- [Records provided]:
******************************

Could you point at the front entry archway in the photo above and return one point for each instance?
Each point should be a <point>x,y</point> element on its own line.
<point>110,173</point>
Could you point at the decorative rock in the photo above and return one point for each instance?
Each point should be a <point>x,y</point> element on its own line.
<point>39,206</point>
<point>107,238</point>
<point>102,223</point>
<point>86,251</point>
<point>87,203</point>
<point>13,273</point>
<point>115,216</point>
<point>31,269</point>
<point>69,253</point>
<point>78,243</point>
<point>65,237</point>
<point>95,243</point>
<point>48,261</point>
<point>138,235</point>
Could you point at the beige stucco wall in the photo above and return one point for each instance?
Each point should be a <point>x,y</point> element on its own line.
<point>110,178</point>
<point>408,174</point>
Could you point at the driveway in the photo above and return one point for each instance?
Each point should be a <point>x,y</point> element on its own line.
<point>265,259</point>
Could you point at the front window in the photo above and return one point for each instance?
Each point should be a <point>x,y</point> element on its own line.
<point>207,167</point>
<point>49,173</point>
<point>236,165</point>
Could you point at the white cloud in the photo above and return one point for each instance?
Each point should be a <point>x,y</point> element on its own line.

******************************

- [What to do]: Output the listing above without altering a single character.

- [Completed exercise]:
Could you point at the front entry archway in the photo above and return one point for each instance?
Each point should be a <point>x,y</point> element on its own line.
<point>110,173</point>
Could you point at the decorative rock in the photo above and return one point for each instance?
Each point should be a <point>x,y</point> element on its own line.
<point>39,206</point>
<point>107,238</point>
<point>102,223</point>
<point>86,251</point>
<point>87,203</point>
<point>13,273</point>
<point>115,216</point>
<point>31,269</point>
<point>69,253</point>
<point>78,243</point>
<point>65,237</point>
<point>95,243</point>
<point>48,261</point>
<point>138,235</point>
Could you point at the beige stucco wall in the photo above and return one point for each instance?
Each point should be a <point>x,y</point> element on its own line.
<point>110,178</point>
<point>408,174</point>
Could you point at the driveway in the photo above and return one point for each instance?
Each point should be a <point>x,y</point> element on its own line.
<point>265,259</point>
Could you point at the front window in the photo above and return one point for each instance?
Each point should be a <point>x,y</point> element on its own line.
<point>207,167</point>
<point>49,173</point>
<point>236,165</point>
Could you point at the white cloud in the photo above and return one point for each instance?
Each point should be a <point>x,y</point> element on its own line.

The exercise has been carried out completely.